Brief: Restate each entry word for word. Keep every detail intact.
Supplied material: Begin
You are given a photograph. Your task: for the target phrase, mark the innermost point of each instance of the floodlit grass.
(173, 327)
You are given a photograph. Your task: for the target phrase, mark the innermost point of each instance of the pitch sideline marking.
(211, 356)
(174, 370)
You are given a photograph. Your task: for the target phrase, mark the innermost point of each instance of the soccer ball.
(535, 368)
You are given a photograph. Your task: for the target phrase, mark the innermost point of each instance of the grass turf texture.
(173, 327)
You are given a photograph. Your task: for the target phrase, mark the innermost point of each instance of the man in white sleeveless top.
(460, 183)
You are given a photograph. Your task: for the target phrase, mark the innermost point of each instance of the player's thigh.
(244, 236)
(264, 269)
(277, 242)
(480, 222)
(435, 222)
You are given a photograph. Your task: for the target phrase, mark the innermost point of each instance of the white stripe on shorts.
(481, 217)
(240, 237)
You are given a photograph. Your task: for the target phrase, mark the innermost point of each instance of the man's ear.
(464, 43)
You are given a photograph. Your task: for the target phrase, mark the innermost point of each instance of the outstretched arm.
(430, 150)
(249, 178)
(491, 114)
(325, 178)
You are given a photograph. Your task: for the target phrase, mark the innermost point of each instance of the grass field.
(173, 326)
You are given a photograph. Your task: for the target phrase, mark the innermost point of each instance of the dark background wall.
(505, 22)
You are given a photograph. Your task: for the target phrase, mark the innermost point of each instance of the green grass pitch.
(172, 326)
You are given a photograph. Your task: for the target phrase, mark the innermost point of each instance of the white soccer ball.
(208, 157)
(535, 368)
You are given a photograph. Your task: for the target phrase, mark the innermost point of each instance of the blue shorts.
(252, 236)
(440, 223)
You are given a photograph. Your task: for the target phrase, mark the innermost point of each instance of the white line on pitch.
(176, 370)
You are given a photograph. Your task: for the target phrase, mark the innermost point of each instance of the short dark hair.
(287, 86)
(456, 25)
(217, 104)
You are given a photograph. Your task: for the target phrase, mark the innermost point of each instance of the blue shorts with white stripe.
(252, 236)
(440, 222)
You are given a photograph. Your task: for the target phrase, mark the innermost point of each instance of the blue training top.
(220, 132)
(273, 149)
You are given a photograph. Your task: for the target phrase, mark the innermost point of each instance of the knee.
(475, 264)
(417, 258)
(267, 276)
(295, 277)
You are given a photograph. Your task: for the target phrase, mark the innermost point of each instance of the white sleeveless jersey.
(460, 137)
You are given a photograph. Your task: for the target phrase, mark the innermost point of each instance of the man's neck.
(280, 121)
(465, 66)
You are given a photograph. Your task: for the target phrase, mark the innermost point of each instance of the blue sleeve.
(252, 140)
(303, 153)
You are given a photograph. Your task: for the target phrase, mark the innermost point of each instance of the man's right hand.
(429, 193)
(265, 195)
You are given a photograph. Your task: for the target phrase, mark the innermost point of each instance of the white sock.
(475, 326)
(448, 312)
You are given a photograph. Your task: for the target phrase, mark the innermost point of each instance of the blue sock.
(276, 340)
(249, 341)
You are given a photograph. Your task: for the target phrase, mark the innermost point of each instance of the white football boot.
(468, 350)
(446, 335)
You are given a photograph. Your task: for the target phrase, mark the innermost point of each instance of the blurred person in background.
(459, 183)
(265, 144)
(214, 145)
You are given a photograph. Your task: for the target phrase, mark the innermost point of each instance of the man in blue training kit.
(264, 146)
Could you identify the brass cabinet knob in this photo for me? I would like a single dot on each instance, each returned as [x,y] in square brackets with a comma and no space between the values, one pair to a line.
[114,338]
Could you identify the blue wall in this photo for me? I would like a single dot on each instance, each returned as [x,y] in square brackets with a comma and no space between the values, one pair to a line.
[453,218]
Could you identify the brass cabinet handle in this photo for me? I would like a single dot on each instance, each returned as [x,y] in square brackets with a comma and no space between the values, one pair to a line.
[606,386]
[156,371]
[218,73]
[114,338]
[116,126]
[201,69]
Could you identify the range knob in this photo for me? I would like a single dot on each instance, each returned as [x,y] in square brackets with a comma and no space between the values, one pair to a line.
Supplied material: End
Output of the task:
You are given a photograph. Your task: for the target phrase, mark the innermost point of each instance of the floodlit grass.
(173, 327)
You are given a photograph. Your task: for the target phrase, mark the innermost point of each instance of the pitch sideline marking.
(211, 356)
(174, 370)
You are given a photograph. Your task: for the target phrase, mark the innermost point of each instance of the soccer ball.
(535, 368)
You are given a photograph. Your task: for the target phrase, mark the innermost point of each instance of the grass turf texture.
(173, 327)
You are given a photograph. Your task: for the target phrase, mark the innermost point of each instance of the man in white sleeveless top.
(460, 183)
You are given a photograph. Your task: for the target phrase, mark the innermost point of each instance of the player's thigh.
(244, 236)
(264, 269)
(277, 242)
(480, 222)
(435, 222)
You are given a photograph. Your task: for the target phrase, mark the innermost point of each instance of the white stripe on shorts.
(481, 217)
(240, 237)
You are given a photograph. Your task: for the target phrase, mark the innermost point of each instance of the man's ear.
(464, 43)
You are given a photograph. Your task: for the target phrase, mark the innermost point of each instance of the outstretched arm.
(430, 150)
(249, 178)
(491, 114)
(325, 178)
You are given a photograph. Your task: for the target phrase, mark the innermost point of each instance of the grass field.
(173, 326)
You are given a photograph. Your task: for the target phrase, mark the innermost point of each instance of the dark background wall.
(505, 22)
You are given a photograph. Your task: for the target phrase, mark the innermost point of each instance of the green grass pitch.
(172, 326)
You are given a photograph. Your task: for the target phrase, mark the innermost point of each instance of the white soccer ball.
(208, 157)
(535, 368)
You are given a photograph. Your task: for the target phrase, mark the innermost point of each instance of the blue shorts.
(252, 236)
(440, 223)
You are given a photograph. Your task: for the target phrase, mark the innermost point of each instance of the white line on pitch.
(176, 370)
You are given a photograph. Your task: for the target phrase, mark the innermost point of each instance of the short dark hair.
(287, 86)
(456, 25)
(217, 104)
You are given a photograph. Your task: for the target phrase, mark the innermost point of each instance of the blue shorts with white stripe.
(252, 236)
(440, 222)
You are given a photograph. Your task: for the target phrase, mark the innermost point of each instance of the blue training top.
(220, 132)
(273, 149)
You are given a photograph. Your task: for the target phrase, mark the innermost point of each instance of the knee.
(475, 264)
(417, 258)
(267, 276)
(295, 277)
You are given a photograph. Your task: for the target phrase, mark the innermost point of each instance of the white sleeveless jersey.
(460, 137)
You are given a photograph. Your task: for the target phrase, mark the innermost point of each instance of the man's neck.
(280, 121)
(465, 66)
You are given a photograph. Your task: for the target phrase, mark the innermost point of each instance of the blue sleeve.
(252, 140)
(303, 153)
You are given a photograph. Your task: for the target phrase, mark the innermost point of each instance of the man's right hand.
(429, 193)
(265, 195)
You are given a photograph. Your task: for the target phrase, mark the innermost point of each instance of the white sock.
(475, 326)
(448, 312)
You are given a photograph. Your task: for the target phrase, mark the innermost point of each instance of the blue sock.
(276, 340)
(249, 341)
You are given a photograph. Your task: for the target phrase, mark the innermost point of each instance of the white football boot.
(468, 350)
(446, 335)
You are given a photograph. Your task: for the target phrase, mark the innermost point of each instance of the blurred person in background.
(459, 183)
(265, 144)
(214, 145)
You are given a photograph. Your task: for the target phrase, mark the innermost point of each instance of the man in blue training kit.
(264, 146)
Could you identify the brass cabinet knob in this photo for me? I would like a single dot on each instance, each returned as [x,y] in square brackets with a comma and no space between the values, one pair to a line.
[114,338]
Could you identify the blue wall in this photo for me? I would like a single dot on each instance, each returned as [x,y] in square brackets with a comma and no space between the values, one pair to a line.
[453,218]
Could you identify the brass cabinet handle in this photo for me? I would like a single dot on each instance, each returned as [x,y] in square brackets with a comma and no space between the values, one pair to a line.
[606,386]
[156,371]
[218,73]
[114,338]
[116,126]
[201,69]
Could you identify the range knob in this photo for me? I would like a single dot on each instance, each returned as [x,y] in square brackets with a comma and no space between the values, one pair to a line.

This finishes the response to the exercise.